→ **Requirement**
Would you return the lines from the one that contains "the white wall" to the last line of the entries below, exactly and with nothing added?

→ **Region pointing data**
<<<<

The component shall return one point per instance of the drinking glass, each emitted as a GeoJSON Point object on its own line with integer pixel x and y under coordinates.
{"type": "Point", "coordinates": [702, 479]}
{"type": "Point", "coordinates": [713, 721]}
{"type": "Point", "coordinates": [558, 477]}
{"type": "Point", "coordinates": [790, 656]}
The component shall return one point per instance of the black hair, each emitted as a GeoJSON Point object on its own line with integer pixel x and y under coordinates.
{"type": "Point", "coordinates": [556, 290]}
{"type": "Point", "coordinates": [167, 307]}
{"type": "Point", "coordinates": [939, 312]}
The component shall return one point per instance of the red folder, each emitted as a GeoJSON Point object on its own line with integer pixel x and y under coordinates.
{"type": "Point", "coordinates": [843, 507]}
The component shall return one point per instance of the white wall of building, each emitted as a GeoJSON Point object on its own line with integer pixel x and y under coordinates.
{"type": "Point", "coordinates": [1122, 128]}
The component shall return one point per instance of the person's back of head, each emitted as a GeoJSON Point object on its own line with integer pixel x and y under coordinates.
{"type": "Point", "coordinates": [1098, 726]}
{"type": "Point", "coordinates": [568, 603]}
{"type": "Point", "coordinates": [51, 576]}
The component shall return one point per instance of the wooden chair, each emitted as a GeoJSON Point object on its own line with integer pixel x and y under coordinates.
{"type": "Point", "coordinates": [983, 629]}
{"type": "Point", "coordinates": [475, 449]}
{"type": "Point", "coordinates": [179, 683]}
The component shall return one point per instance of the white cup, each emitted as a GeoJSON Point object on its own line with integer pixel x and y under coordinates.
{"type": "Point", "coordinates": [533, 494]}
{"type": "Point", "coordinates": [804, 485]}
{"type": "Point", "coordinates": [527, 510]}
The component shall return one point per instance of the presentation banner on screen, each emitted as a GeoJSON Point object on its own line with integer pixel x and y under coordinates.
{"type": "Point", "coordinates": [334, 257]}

>>>>

→ **Answer section**
The component shall return one point per instance of the white wall of building, each emitted as a GeoJSON Point object on its own line with integer pixel x and y under coordinates.
{"type": "Point", "coordinates": [1122, 128]}
The component shall return one point per instance of the person's back of head, each emitted as a GeoJSON Point object on its own line with integer pixel x and y under coordinates.
{"type": "Point", "coordinates": [1098, 726]}
{"type": "Point", "coordinates": [568, 603]}
{"type": "Point", "coordinates": [51, 576]}
The component shall return one point per instance of the wooden chair, each emitted as a GeoJSON Point object on its own line with integer pixel x and y under coordinates.
{"type": "Point", "coordinates": [983, 629]}
{"type": "Point", "coordinates": [475, 449]}
{"type": "Point", "coordinates": [179, 683]}
The component shall return one point per instance of the white cup, each emitted as a GeoJSON Point object on its own line with integer pixel x and y under coordinates.
{"type": "Point", "coordinates": [533, 494]}
{"type": "Point", "coordinates": [804, 485]}
{"type": "Point", "coordinates": [527, 510]}
The component shall return one point per instance of the presentation banner on screen, each emitted as a GeoJSON Point object on its own line with integer pixel x and y under coordinates.
{"type": "Point", "coordinates": [334, 257]}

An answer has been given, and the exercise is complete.